[Part of a data file]
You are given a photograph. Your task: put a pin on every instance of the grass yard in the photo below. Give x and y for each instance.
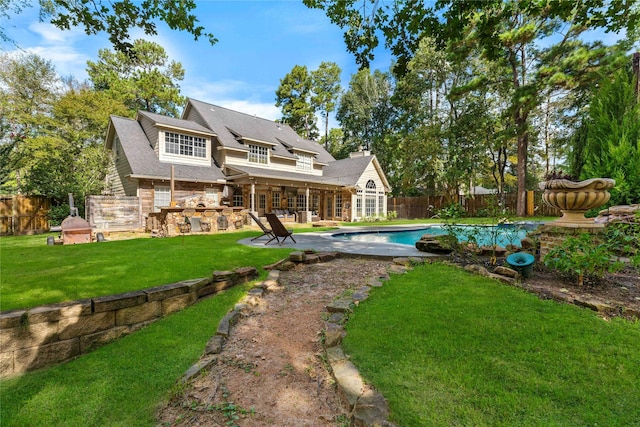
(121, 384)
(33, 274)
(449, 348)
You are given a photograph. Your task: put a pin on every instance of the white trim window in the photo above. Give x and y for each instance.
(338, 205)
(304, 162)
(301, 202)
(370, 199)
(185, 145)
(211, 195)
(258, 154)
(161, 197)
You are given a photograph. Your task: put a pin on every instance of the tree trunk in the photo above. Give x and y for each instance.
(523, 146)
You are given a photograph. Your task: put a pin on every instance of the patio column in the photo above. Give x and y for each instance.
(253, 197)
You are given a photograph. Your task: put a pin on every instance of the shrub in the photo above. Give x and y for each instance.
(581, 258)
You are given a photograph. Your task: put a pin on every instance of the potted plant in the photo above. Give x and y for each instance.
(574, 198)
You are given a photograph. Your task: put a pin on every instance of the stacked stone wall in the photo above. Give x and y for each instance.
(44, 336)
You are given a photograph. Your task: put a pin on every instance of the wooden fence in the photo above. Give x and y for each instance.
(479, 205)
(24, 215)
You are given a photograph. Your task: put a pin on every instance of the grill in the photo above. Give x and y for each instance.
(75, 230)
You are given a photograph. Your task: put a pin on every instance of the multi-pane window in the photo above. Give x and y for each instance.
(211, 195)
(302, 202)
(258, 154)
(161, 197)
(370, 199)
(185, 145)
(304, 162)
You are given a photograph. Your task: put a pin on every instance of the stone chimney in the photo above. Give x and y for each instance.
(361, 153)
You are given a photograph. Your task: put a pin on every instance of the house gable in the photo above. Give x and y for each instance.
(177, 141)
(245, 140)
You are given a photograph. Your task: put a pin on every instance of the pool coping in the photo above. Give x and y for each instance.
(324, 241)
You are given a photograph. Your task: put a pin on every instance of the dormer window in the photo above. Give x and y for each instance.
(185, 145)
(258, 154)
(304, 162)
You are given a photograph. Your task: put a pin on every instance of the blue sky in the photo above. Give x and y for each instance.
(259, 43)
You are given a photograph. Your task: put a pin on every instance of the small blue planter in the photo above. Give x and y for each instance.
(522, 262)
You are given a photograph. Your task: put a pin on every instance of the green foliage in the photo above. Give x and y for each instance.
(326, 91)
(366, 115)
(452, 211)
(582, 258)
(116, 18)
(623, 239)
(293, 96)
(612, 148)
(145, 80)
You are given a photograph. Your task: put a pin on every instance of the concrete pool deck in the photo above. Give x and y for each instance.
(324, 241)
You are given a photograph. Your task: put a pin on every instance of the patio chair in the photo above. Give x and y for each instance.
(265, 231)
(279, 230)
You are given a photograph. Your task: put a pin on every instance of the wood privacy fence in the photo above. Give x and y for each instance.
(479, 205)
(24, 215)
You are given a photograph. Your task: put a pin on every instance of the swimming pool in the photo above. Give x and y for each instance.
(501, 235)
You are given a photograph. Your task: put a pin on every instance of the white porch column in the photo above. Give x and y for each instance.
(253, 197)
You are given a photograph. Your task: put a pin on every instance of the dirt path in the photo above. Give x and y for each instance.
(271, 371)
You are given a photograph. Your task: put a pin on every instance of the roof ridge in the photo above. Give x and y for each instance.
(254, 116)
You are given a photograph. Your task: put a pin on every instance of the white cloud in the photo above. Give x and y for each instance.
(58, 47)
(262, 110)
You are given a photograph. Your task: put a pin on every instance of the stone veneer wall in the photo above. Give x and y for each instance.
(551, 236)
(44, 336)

---

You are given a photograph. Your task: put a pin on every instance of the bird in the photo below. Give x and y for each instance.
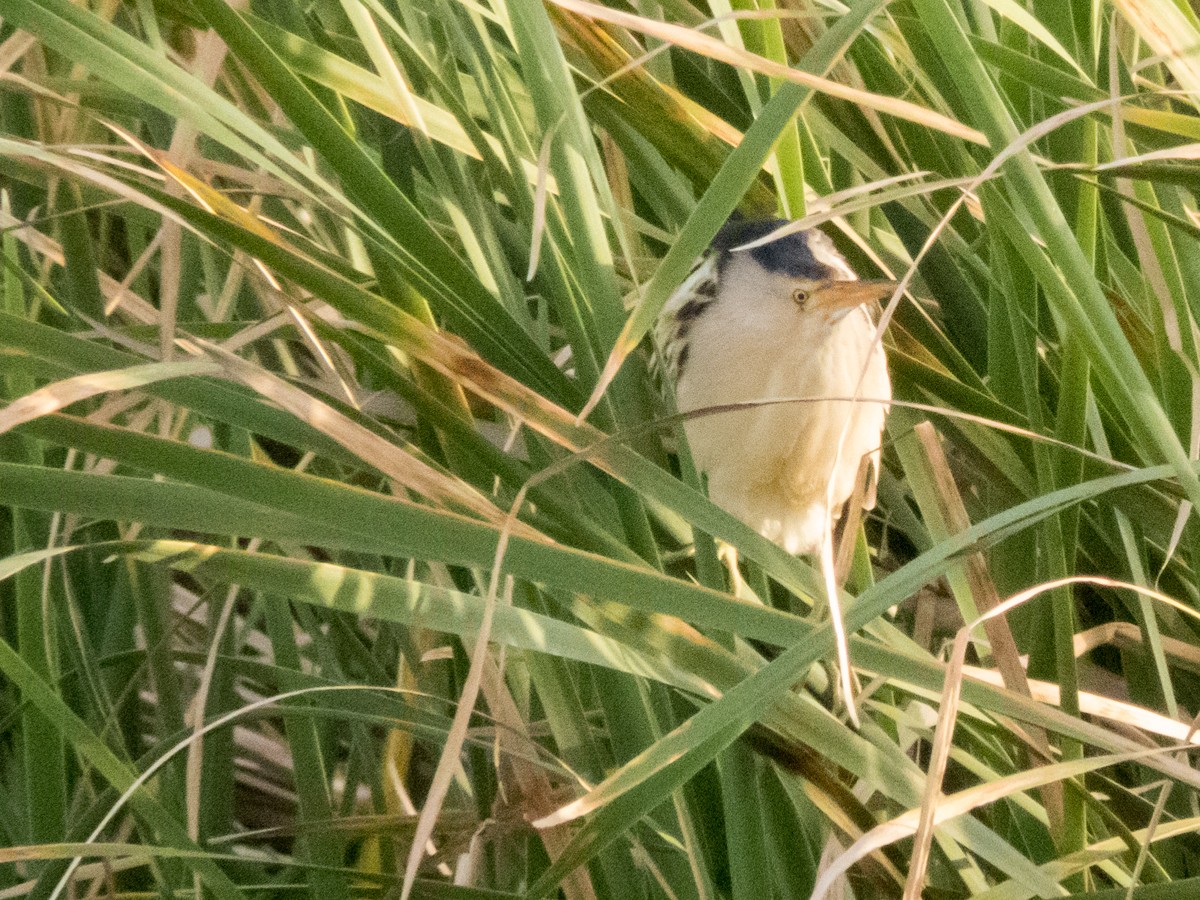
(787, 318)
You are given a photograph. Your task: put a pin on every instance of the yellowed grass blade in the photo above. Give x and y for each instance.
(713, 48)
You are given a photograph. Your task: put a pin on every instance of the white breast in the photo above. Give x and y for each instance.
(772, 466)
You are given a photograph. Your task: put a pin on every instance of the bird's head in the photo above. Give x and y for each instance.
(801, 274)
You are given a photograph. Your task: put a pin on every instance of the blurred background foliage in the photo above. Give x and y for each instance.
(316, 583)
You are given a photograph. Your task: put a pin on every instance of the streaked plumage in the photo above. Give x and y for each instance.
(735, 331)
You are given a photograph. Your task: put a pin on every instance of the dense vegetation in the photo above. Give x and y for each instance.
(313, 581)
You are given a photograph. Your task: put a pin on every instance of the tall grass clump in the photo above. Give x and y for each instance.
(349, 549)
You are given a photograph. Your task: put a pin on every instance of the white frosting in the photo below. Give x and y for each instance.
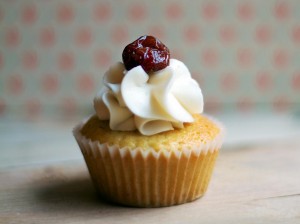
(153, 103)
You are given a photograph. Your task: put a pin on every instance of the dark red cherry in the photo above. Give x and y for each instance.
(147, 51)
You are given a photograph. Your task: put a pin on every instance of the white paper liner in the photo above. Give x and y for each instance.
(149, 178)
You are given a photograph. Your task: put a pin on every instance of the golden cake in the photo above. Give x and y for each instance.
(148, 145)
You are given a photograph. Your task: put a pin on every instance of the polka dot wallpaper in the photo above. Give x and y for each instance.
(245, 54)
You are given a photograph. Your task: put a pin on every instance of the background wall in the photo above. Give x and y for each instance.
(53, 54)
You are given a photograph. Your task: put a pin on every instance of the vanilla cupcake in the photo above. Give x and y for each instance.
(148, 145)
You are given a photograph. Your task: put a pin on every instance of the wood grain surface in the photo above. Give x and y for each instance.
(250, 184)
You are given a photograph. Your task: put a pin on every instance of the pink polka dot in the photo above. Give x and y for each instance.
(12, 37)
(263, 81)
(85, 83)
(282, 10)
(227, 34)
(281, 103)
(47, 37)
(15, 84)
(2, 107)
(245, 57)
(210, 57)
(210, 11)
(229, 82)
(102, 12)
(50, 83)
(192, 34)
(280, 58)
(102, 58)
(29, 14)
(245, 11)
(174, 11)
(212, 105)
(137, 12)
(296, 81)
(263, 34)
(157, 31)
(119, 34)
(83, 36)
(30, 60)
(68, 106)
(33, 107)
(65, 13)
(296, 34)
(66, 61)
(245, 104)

==

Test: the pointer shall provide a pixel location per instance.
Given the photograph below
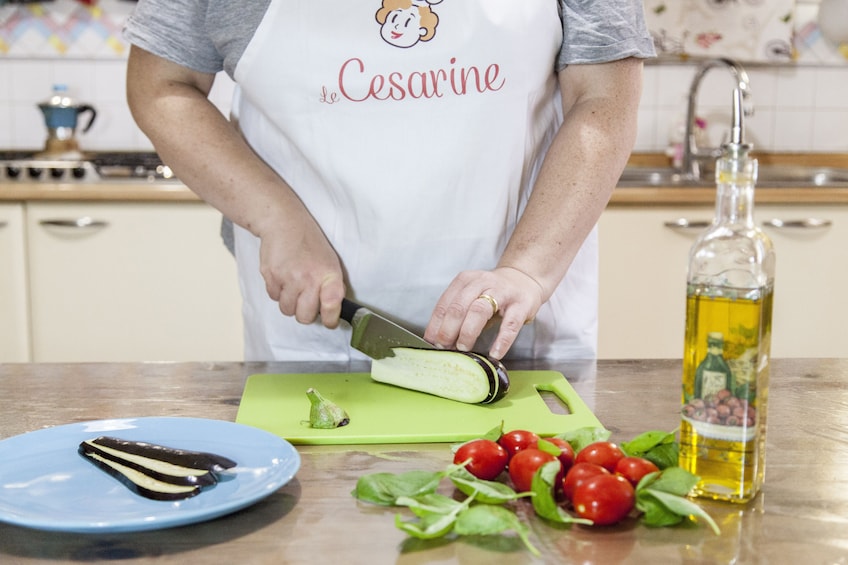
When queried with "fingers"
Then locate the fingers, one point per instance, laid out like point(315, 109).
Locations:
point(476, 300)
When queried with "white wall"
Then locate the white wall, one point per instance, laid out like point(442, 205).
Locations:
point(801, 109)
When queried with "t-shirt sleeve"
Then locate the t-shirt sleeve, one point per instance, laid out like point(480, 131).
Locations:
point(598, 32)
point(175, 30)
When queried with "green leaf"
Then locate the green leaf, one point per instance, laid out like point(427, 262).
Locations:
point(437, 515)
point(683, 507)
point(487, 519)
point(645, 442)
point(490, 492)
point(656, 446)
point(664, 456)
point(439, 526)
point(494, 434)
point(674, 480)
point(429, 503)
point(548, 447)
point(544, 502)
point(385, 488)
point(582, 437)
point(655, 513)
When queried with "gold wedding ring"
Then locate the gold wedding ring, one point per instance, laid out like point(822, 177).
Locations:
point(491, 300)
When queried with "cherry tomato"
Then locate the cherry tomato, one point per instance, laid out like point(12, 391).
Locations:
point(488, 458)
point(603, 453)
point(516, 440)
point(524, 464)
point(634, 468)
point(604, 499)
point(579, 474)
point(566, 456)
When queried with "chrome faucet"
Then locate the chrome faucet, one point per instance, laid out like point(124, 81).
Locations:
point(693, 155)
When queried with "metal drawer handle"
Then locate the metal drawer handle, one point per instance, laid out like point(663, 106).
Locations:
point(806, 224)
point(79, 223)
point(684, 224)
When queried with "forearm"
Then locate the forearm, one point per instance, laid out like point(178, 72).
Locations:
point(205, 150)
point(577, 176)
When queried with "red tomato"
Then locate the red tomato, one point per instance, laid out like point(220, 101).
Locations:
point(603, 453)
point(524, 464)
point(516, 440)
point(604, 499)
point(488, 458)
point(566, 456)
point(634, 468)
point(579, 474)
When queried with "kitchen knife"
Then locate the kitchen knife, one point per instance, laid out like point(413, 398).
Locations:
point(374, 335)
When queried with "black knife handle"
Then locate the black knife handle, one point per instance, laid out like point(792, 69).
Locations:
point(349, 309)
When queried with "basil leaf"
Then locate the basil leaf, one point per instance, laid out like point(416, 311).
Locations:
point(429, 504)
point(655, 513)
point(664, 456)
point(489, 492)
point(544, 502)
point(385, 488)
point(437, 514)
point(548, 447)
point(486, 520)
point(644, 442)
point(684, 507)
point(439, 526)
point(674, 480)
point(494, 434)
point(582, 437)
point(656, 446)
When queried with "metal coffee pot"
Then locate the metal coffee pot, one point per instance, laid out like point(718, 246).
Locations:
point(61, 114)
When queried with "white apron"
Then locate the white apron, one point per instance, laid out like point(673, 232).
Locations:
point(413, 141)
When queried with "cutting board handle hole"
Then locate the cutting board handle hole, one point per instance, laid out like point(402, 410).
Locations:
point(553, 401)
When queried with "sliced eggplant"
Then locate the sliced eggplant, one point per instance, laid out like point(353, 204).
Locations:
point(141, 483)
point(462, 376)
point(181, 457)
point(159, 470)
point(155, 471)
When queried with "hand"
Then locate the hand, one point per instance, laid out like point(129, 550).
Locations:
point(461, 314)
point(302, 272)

→ What you have to do
Retype everything above from the line containing "Test: the pointer" down to the line containing "point(577, 176)", including both of those lines, and leave the pictures out.

→ Answer below
Test: the pointer shall provide a pixel location per instance.
Given the photograph below
When queried with "fingers"
Then locate the fingers, one point per instance, laid out like point(315, 109).
Locations:
point(476, 300)
When queried with "white wall"
Then locate the white wall, one point per instance, laid out like point(442, 205).
Locations:
point(801, 109)
When queried with "t-shirt sleeve"
Then locate the t-shirt sleeve, one point per instance, laid out like point(480, 131).
Locations:
point(598, 32)
point(175, 30)
When queried with "green leaf"
Then locate the green leaf, one point per instance, laid out like point(427, 262).
Locations:
point(437, 515)
point(683, 507)
point(487, 519)
point(645, 442)
point(490, 492)
point(656, 446)
point(664, 456)
point(439, 526)
point(494, 434)
point(674, 480)
point(429, 503)
point(548, 447)
point(544, 502)
point(385, 488)
point(582, 437)
point(655, 513)
When queried with "gold wedding ring"
Then locate the gold wedding ring, one point per instance, laid out like point(822, 177).
Locations:
point(491, 300)
When queried with "cherry tomato"
Then locate the cherry tomato, one point per instance, laid out like point(12, 391).
Locations:
point(488, 458)
point(603, 453)
point(516, 440)
point(524, 464)
point(634, 468)
point(604, 499)
point(579, 474)
point(566, 456)
When queried with "chrome faucet"
Then locate the chrome faucet, one point per instance, laid out like point(124, 81).
Locations:
point(693, 155)
When queried with "metal drawer handle"
Then locate the metal drawer handle, one point per instance, laid out like point(663, 106).
Locations:
point(806, 224)
point(79, 223)
point(684, 224)
When queried with "forearm"
Then locate the forearm, one point per instance, laid out like point(178, 72).
Locations:
point(205, 150)
point(577, 176)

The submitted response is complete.